- Opening Delimiter -

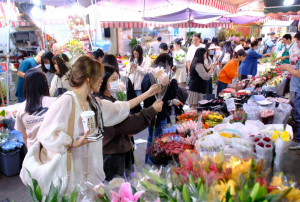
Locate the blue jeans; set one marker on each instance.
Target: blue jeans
(158, 131)
(221, 86)
(21, 99)
(138, 92)
(295, 102)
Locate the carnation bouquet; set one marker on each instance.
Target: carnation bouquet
(179, 57)
(122, 93)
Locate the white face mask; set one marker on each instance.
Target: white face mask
(114, 87)
(47, 66)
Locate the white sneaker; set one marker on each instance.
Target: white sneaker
(295, 145)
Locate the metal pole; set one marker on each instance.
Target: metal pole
(142, 43)
(189, 23)
(8, 52)
(96, 28)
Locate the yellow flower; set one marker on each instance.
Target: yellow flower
(222, 189)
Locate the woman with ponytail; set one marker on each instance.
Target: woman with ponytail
(60, 80)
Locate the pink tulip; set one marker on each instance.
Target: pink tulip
(165, 79)
(125, 194)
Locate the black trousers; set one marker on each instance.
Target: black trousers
(118, 165)
(209, 86)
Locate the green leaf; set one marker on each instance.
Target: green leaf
(254, 191)
(264, 190)
(201, 191)
(199, 182)
(74, 195)
(185, 194)
(31, 191)
(228, 195)
(38, 193)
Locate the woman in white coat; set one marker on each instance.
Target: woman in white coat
(87, 158)
(179, 63)
(137, 67)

- Closing Delimiter -

Aim of the exercise: Repeat the whole listing above word for word, but keep any picture out of it.

Output for this task:
Locate the blue jeans; set one marker on each instance.
Target: blue jeans
(158, 131)
(221, 86)
(21, 99)
(138, 92)
(295, 102)
Locate the carnation bouquet; set one marker on each instance.
Target: carnation bouquet
(179, 57)
(122, 93)
Locate the white face mask; set one marker on each instance.
Target: white face mask
(114, 87)
(47, 66)
Locate the white sneaker; set one marker on each instance.
Target: white sneaker
(295, 145)
Locate the metal pole; set one marker on each instance.
Target: metal pole
(142, 43)
(189, 23)
(8, 52)
(96, 28)
Locate the yellow flower; set one marker on each instance.
Target: yellow flower
(222, 189)
Locate the woman with ponytail; set one marker on each instance.
Target: woman with ponytail
(60, 80)
Locate the pink tulip; set one marker on each instance.
Target: pink tulip
(165, 79)
(125, 194)
Locate the black trousers; set one marker on each instance.
Target: black trousers
(118, 165)
(209, 86)
Locate the green leaf; set one marker on each instance.
Target: green leaf
(254, 191)
(264, 190)
(201, 191)
(199, 182)
(74, 195)
(185, 194)
(31, 191)
(228, 195)
(38, 193)
Locate the woman in white coat; set one marker on each instance.
Target: woman in white coat
(87, 158)
(179, 63)
(137, 67)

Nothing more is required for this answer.